**Problem details:** Return everything in the material below, from the line containing "Query: potted plant" down to its final line, reproducing each line without changes. Leave the pictures out of your answer.

(Location identification entries)
• • • •

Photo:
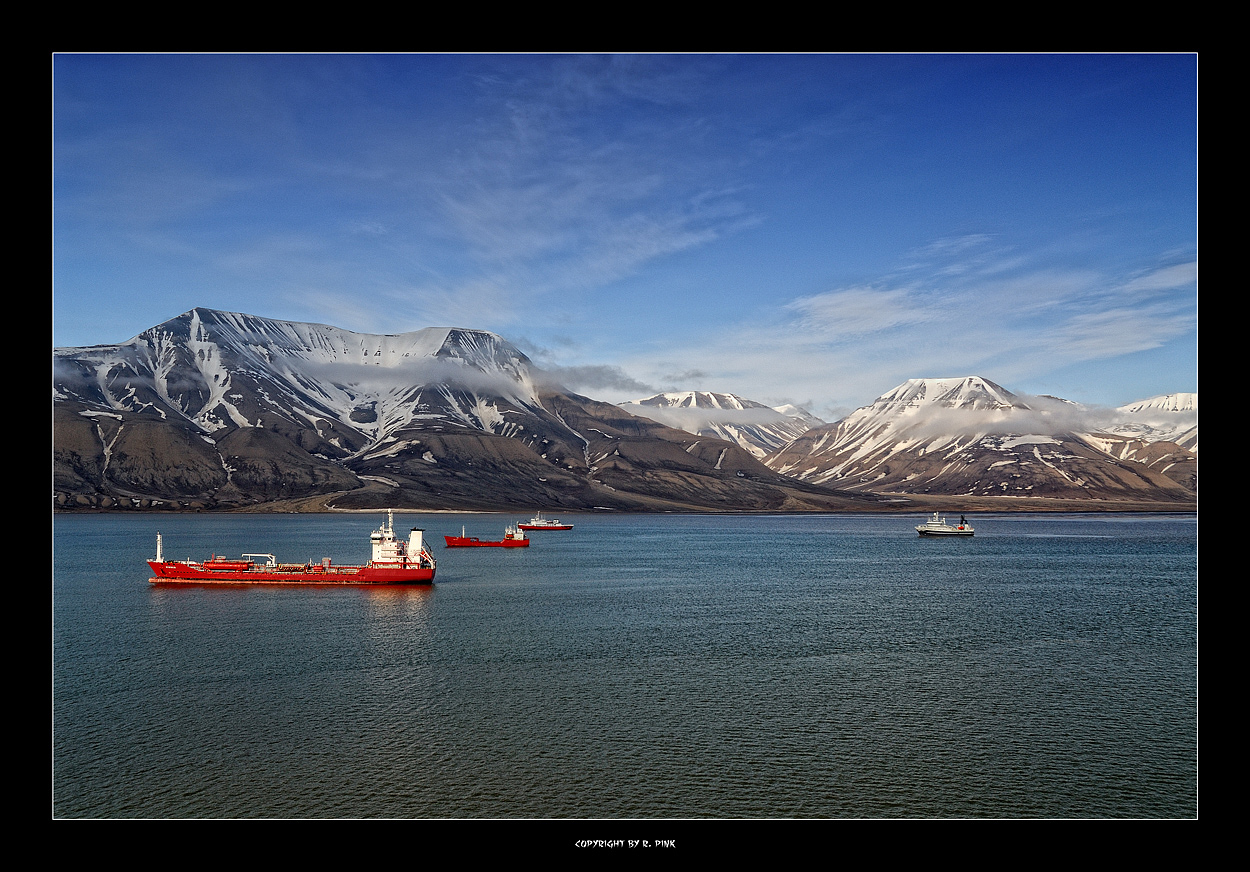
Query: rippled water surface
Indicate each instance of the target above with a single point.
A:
(635, 667)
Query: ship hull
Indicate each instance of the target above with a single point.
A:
(178, 572)
(471, 542)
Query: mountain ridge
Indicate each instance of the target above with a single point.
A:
(229, 411)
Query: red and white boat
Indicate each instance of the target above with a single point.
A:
(395, 561)
(513, 539)
(539, 522)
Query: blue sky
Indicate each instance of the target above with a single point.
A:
(809, 229)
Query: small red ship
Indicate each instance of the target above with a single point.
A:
(395, 561)
(539, 522)
(513, 539)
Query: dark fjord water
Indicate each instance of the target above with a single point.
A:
(635, 667)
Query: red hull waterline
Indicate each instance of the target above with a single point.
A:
(395, 562)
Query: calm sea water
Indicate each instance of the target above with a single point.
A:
(635, 667)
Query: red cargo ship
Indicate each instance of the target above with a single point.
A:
(394, 562)
(513, 539)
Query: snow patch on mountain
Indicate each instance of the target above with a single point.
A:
(750, 425)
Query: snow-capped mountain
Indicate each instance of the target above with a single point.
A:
(970, 436)
(219, 410)
(750, 425)
(1171, 417)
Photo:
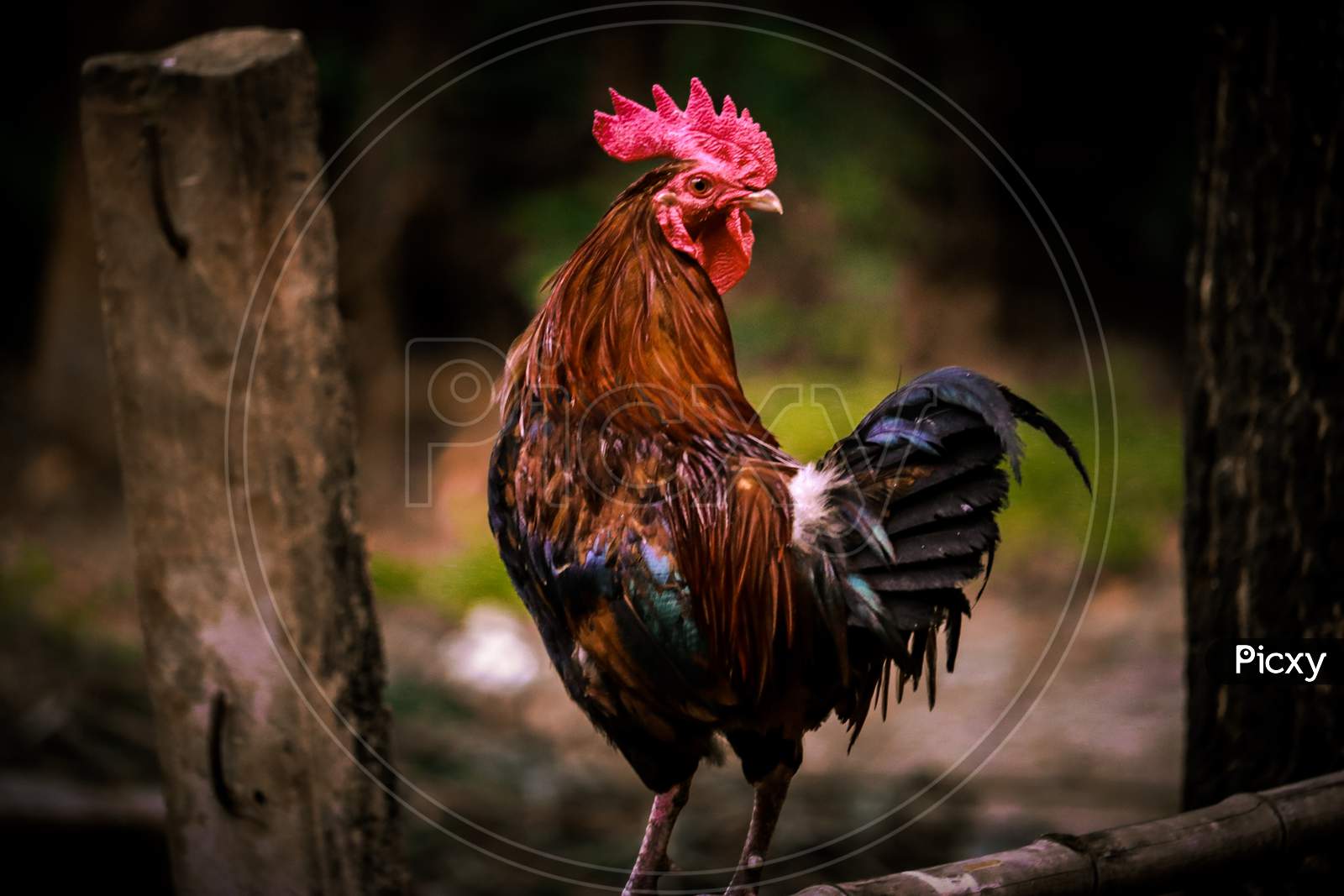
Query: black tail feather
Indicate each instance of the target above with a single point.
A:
(927, 465)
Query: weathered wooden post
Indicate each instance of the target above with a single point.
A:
(264, 656)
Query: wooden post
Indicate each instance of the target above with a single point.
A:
(264, 658)
(1202, 848)
(1263, 524)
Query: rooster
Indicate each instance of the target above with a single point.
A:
(691, 579)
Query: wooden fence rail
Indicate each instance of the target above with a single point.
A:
(1153, 857)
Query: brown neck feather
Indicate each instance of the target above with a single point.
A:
(636, 325)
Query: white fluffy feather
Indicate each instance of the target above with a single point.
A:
(811, 495)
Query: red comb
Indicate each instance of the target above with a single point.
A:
(636, 132)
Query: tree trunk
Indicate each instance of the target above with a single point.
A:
(266, 688)
(1263, 530)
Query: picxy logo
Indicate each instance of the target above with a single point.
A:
(1278, 663)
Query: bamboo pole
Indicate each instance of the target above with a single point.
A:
(1159, 856)
(266, 688)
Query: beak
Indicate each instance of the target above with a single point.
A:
(763, 201)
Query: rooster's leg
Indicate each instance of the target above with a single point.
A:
(654, 852)
(770, 793)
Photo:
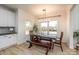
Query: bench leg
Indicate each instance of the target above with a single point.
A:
(30, 45)
(47, 51)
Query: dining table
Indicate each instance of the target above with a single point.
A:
(40, 37)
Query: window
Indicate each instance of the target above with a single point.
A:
(53, 27)
(49, 27)
(28, 26)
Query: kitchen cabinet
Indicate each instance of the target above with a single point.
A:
(7, 40)
(7, 17)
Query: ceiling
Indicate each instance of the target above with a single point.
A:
(36, 9)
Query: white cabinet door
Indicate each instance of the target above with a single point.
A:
(3, 17)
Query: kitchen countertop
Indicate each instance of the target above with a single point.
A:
(7, 33)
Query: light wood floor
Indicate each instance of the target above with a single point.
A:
(36, 50)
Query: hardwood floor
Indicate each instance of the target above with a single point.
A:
(36, 50)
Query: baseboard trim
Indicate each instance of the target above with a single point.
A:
(7, 47)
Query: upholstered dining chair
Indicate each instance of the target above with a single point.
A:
(58, 41)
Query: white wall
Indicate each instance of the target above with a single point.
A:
(74, 22)
(21, 19)
(62, 24)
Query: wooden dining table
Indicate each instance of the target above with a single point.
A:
(38, 38)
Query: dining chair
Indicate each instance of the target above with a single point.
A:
(58, 41)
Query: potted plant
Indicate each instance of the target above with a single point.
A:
(76, 36)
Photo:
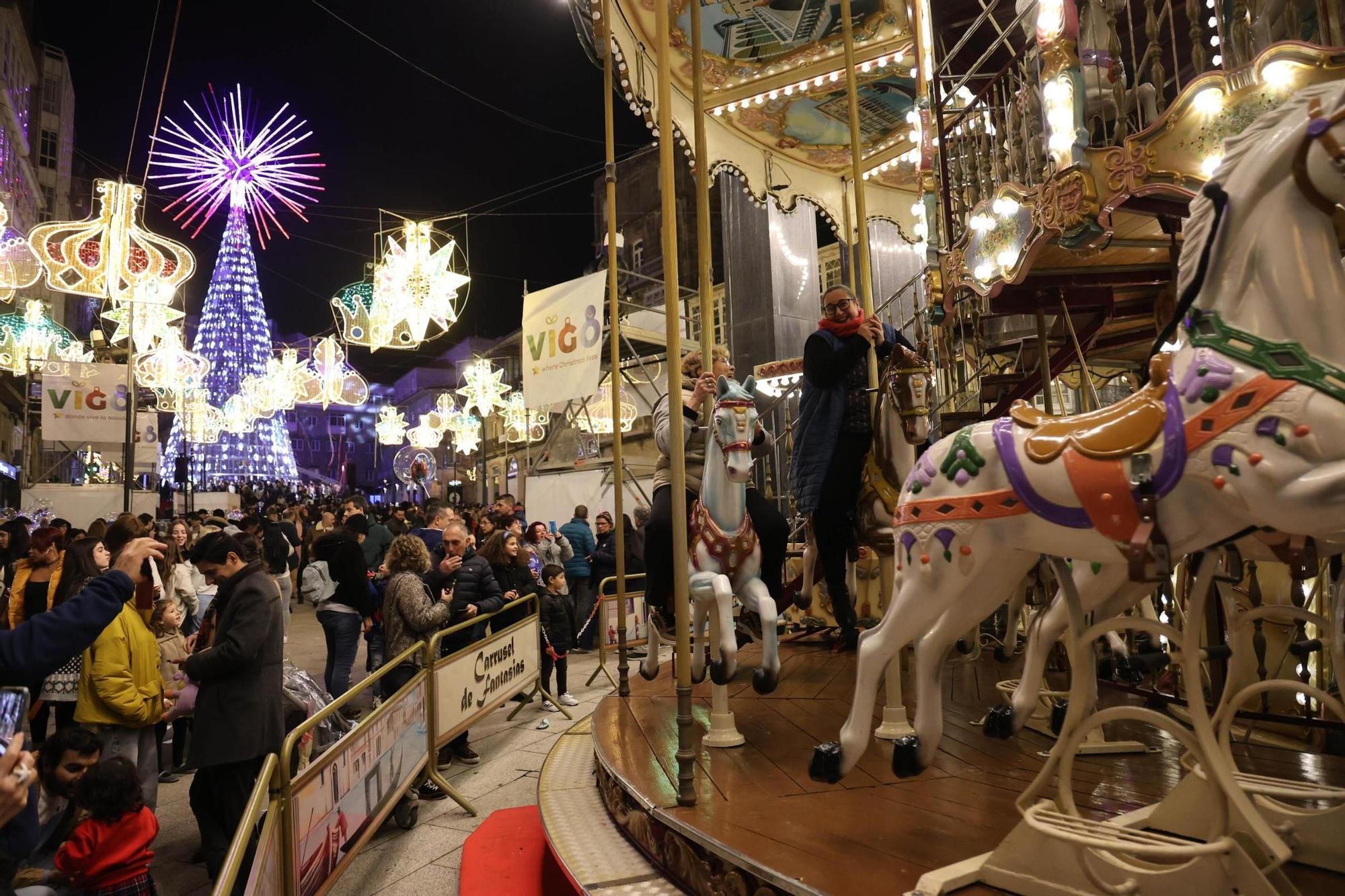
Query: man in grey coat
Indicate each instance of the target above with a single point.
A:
(241, 702)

• • • •

**The completed task:**
Query: potted plant
Indicate each instance of the target above with a single point.
A:
(76, 36)
Photo:
Query: man in grey coat
Indicate each instance of the target above with a single point.
A:
(241, 702)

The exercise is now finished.